▶ WHAT YOU ARE ASKED TO DO
Count the lines below that contain the word "instance", and reply with only that number.

▶ SUPPLIED ENTRIES
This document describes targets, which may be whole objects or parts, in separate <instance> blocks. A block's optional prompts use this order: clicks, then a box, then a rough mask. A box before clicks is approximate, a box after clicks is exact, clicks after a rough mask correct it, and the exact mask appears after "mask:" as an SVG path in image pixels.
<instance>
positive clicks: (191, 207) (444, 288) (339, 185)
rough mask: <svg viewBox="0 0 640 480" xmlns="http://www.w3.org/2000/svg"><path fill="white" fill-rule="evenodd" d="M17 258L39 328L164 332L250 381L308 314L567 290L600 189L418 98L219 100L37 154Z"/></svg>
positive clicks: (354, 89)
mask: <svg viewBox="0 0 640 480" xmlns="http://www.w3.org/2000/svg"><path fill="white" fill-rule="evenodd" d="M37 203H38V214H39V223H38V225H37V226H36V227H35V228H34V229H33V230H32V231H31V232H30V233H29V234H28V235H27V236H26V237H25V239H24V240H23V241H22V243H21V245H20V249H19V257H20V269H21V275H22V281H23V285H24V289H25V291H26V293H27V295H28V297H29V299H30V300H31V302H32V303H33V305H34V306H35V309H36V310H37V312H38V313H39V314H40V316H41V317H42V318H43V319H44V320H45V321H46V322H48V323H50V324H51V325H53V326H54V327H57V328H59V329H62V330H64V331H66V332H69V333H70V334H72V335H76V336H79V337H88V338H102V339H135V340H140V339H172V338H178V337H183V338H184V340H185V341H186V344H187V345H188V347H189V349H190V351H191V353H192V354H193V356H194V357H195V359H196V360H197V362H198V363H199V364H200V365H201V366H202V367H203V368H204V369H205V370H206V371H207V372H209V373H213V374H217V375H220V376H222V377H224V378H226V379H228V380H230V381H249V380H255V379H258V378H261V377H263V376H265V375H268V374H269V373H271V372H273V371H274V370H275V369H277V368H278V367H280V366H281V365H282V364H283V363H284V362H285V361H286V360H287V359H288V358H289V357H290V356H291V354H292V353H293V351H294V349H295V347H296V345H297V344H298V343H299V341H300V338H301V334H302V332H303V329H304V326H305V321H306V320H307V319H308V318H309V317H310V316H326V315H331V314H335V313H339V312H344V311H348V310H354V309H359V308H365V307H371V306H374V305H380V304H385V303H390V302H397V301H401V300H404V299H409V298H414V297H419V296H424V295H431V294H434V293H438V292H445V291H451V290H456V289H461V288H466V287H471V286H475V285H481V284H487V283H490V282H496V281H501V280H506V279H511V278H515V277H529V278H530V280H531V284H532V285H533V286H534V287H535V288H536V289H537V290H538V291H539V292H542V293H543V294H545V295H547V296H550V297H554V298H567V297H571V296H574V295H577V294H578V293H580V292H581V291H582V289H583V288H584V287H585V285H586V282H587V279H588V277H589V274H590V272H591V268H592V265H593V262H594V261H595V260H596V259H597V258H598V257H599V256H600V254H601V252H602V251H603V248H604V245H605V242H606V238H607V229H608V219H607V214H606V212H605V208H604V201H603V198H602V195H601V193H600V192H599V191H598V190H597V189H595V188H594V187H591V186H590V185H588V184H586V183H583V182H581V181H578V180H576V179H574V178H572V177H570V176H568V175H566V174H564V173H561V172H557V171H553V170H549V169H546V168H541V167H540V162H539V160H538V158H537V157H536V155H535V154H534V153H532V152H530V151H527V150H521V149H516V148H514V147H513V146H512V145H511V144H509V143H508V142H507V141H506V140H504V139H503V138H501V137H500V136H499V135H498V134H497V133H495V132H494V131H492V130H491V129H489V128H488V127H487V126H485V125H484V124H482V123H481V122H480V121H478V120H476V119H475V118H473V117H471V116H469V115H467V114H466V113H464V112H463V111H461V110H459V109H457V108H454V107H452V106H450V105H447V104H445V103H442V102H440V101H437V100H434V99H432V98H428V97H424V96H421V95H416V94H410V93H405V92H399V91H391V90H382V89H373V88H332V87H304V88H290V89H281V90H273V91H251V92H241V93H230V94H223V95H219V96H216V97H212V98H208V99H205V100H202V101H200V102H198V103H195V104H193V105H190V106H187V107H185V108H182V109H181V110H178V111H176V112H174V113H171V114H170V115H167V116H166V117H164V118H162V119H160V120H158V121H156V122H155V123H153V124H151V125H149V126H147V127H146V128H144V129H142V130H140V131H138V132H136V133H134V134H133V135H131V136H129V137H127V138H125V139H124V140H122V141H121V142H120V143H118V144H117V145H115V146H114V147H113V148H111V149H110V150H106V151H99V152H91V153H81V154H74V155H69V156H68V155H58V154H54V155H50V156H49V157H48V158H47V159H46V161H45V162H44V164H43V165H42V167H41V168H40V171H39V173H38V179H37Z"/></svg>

▶ SOLUTION FOR THIS PROBLEM
2